▸ WHAT YOU HAVE TO DO
Everything from the line containing "curb, giving x and y for each instance?" down to the last line of the entries below must be transcribed exactly, and nothing else.

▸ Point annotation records
+--
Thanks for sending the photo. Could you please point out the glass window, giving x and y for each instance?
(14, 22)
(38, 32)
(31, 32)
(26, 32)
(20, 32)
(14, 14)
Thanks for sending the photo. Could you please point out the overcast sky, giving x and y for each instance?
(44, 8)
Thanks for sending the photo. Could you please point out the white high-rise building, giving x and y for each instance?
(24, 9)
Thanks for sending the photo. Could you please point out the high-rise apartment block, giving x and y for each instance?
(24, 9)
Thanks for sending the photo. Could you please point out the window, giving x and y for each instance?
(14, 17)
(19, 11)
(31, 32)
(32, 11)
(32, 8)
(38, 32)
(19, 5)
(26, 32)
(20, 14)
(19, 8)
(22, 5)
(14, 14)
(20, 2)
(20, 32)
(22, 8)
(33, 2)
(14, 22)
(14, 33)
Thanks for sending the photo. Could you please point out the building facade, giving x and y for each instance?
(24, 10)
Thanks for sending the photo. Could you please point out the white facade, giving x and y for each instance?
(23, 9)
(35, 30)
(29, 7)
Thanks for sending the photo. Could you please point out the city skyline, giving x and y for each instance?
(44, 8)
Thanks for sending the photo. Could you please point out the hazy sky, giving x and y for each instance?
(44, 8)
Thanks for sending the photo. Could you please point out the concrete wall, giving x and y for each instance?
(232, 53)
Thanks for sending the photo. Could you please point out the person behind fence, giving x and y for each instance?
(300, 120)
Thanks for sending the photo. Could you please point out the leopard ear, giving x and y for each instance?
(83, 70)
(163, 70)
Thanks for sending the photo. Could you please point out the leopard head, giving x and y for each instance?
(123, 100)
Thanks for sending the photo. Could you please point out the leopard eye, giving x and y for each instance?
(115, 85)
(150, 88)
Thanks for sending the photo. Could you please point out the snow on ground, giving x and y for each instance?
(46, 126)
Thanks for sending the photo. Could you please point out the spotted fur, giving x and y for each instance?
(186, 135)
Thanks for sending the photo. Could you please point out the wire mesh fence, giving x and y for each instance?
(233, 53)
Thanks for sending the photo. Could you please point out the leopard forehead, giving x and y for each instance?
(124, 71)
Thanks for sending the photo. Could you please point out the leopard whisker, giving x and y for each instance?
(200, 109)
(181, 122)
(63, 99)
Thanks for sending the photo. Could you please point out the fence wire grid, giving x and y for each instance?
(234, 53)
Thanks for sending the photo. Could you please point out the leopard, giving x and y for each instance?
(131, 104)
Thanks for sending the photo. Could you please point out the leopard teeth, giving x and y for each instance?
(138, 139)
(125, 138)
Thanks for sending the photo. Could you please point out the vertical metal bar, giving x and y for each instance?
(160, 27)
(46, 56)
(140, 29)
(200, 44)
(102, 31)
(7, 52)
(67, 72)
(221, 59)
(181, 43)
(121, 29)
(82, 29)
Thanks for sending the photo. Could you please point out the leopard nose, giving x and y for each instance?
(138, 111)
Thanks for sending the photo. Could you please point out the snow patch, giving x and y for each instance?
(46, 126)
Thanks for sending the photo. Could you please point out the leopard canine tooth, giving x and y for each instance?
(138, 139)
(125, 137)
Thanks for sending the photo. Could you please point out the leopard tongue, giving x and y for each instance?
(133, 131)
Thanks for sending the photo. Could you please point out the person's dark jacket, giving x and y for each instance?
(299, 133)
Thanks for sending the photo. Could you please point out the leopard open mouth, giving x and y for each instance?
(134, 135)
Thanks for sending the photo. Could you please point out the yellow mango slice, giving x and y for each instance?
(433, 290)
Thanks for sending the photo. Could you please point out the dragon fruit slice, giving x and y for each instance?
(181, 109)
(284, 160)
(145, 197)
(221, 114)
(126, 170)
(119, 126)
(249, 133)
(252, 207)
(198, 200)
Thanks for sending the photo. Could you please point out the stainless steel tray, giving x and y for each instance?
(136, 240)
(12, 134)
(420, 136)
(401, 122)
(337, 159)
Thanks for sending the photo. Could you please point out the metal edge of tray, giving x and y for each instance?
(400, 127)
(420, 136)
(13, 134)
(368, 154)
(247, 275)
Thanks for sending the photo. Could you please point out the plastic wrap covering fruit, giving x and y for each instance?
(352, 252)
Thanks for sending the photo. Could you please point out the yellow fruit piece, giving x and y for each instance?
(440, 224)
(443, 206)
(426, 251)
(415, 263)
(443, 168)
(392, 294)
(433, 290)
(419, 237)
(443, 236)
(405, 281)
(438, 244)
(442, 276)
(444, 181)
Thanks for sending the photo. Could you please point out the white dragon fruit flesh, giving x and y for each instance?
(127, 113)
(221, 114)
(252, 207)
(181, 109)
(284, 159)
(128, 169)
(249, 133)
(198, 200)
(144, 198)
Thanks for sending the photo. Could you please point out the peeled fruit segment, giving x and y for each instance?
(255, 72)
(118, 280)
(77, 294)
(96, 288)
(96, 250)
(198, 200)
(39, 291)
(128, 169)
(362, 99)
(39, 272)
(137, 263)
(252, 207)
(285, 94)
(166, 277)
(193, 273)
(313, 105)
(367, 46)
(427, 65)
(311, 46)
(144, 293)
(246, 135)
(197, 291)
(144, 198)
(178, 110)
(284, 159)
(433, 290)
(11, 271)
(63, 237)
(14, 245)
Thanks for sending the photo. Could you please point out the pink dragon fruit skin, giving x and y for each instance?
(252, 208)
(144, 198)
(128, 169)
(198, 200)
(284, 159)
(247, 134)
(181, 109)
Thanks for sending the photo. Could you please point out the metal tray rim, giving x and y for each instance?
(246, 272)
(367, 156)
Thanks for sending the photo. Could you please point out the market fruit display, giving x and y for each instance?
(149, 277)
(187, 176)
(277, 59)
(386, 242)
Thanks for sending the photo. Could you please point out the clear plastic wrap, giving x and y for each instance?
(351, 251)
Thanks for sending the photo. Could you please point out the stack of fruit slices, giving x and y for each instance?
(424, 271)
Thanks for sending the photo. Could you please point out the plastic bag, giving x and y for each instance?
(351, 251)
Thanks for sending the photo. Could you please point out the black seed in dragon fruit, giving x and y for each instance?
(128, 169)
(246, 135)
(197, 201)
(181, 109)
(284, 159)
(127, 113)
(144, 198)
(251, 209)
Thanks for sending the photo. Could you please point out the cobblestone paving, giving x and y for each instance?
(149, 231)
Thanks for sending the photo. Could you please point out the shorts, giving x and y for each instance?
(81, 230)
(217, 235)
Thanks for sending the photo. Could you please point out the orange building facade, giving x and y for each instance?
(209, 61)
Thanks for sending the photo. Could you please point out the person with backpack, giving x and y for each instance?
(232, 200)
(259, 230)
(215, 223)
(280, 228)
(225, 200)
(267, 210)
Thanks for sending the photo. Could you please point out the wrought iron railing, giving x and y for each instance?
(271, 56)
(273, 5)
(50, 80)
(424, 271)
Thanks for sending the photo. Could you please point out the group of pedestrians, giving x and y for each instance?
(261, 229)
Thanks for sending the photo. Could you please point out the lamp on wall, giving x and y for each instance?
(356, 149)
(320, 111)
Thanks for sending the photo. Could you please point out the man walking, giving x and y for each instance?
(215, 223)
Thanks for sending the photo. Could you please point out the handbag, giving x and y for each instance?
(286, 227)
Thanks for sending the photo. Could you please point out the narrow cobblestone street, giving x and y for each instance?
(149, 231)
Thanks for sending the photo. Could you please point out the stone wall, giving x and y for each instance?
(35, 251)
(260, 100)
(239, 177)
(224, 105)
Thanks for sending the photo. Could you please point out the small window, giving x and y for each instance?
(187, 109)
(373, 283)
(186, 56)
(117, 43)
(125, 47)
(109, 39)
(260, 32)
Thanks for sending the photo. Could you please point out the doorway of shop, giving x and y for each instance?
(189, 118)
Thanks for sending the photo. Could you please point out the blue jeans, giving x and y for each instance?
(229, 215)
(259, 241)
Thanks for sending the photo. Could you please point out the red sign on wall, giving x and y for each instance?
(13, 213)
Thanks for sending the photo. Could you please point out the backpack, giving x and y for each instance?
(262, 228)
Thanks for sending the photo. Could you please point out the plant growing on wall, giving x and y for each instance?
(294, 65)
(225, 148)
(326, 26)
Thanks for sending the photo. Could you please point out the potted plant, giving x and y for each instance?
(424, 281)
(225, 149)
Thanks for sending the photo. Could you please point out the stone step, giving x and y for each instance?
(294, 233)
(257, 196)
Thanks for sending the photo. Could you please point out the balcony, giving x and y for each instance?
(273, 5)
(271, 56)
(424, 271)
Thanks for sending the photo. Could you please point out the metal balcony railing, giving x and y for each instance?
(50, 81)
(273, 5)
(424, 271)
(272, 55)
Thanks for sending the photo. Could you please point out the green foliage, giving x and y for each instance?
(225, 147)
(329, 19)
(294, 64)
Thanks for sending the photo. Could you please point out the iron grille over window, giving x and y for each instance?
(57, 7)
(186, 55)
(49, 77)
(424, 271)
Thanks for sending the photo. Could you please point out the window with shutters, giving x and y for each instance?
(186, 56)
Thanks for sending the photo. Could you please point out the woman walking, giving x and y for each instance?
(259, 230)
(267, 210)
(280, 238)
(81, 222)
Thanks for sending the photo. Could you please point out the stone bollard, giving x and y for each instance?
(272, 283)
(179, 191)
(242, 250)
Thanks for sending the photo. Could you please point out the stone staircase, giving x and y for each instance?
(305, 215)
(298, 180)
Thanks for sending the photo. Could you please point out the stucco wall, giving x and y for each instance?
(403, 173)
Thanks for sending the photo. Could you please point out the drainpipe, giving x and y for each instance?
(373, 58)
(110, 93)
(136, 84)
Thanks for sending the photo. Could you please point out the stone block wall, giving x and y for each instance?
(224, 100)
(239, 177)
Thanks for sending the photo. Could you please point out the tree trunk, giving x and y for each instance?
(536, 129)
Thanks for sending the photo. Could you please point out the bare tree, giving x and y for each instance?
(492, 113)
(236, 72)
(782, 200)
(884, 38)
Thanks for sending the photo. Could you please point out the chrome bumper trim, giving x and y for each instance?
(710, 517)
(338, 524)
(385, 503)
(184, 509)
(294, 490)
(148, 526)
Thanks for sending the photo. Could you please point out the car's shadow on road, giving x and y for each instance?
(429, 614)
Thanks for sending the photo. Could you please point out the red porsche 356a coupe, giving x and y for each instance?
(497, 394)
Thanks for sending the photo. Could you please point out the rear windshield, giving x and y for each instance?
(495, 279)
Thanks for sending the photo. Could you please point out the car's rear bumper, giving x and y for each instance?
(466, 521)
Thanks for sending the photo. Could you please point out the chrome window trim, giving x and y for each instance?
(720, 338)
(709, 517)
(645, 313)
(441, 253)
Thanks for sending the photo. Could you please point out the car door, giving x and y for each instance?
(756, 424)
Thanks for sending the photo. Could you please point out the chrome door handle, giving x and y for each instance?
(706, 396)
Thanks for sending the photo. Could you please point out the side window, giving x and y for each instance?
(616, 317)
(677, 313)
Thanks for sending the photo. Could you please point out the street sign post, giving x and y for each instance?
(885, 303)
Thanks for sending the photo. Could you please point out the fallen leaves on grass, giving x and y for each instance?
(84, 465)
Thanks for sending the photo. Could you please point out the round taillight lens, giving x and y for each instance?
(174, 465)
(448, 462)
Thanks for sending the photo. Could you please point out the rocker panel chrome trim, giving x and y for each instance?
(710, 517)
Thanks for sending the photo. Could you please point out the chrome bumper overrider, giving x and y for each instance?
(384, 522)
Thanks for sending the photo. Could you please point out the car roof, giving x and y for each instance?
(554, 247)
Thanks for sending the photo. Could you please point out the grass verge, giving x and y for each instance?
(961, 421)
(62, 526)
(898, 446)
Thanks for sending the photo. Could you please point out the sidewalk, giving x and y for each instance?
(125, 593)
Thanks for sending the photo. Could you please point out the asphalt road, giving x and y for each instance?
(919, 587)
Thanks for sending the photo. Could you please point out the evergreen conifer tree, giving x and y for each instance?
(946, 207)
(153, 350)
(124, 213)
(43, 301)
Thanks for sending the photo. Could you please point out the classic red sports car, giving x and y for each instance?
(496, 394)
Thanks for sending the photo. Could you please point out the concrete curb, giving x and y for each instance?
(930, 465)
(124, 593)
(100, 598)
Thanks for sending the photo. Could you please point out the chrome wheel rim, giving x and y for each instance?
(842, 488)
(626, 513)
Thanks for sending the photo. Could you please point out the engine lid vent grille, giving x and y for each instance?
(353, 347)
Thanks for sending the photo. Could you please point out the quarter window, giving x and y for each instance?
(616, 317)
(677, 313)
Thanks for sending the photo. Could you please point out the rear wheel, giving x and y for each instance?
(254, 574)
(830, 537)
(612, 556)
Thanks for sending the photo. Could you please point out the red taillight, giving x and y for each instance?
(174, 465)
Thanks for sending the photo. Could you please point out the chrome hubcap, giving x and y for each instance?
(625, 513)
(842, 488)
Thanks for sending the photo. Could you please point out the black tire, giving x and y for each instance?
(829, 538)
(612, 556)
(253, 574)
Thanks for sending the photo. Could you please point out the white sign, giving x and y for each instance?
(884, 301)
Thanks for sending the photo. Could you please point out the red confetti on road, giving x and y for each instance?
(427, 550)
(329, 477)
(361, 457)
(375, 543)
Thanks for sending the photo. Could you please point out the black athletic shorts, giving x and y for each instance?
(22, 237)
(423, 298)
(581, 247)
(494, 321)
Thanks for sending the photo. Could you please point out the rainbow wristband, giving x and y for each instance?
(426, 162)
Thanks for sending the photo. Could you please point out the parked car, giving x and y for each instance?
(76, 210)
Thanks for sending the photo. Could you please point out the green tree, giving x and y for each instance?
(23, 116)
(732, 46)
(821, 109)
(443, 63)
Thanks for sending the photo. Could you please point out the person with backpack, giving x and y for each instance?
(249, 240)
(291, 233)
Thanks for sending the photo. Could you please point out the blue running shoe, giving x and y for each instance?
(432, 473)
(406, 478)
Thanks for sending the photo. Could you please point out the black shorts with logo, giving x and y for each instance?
+--
▸ ANSWER
Thanks for sending the photo. Could you please point out the concrete curb, giving x and y for each instance?
(930, 465)
(124, 593)
(100, 598)
Thanks for sending the photo. Could you please point out the chrome wheel rim, giving x and y for each instance?
(842, 488)
(626, 513)
Thanks for sending the photo. Could you please point out the engine lid vent grille, giving x and y for each instance?
(353, 347)
Thanks for sending the photo. Could you please point out the quarter window, giving x and y for each instance?
(616, 317)
(677, 313)
Thanks for sending the photo. Could you please point out the rear wheel, giving x and y for each instance?
(254, 574)
(830, 537)
(612, 556)
Thanks for sending the photo. Could you please point out the red taillight, giving x and y for each instance?
(174, 465)
Thanks for sending the photo. Could you please point out the chrome hubcap, giving x and y for each instance?
(625, 513)
(842, 488)
Thanks for sending the photo. Could you please point out the black tire, giving x and y for each instance?
(829, 538)
(612, 556)
(253, 574)
Thanks for sending the photo. Could you please point out the white sign, giving x and y for each instance?
(884, 301)
Thanks for sending the photo. Could you please point out the red confetti on road, giving x and y for each instance?
(427, 550)
(329, 477)
(361, 457)
(375, 543)
Thanks for sending the photo. Could you please point out the black athletic shorts, giving x and y for each instance?
(22, 237)
(423, 298)
(581, 247)
(494, 321)
Thanks for sending the photo. Could you please point out the rainbow wristband, giving x and y for each instance?
(426, 162)
Thanks for sending the photo. Could you please point out the parked car, giving x and y for each instance?
(76, 210)
Thanks for sending the photo. Could you please point out the green tree, giving x and y for each instance?
(23, 116)
(732, 46)
(821, 109)
(443, 63)
Thanks for sending the photo. Could you please point out the person with backpack, giving x and y for each instance?
(249, 240)
(291, 233)
Thanks for sending the photo. Could you please point out the blue running shoe, giving x and y for each instance?
(432, 473)
(406, 478)
Thanks for sending the photo. Could you please point out the black shorts with logo, giving x and y for each instance?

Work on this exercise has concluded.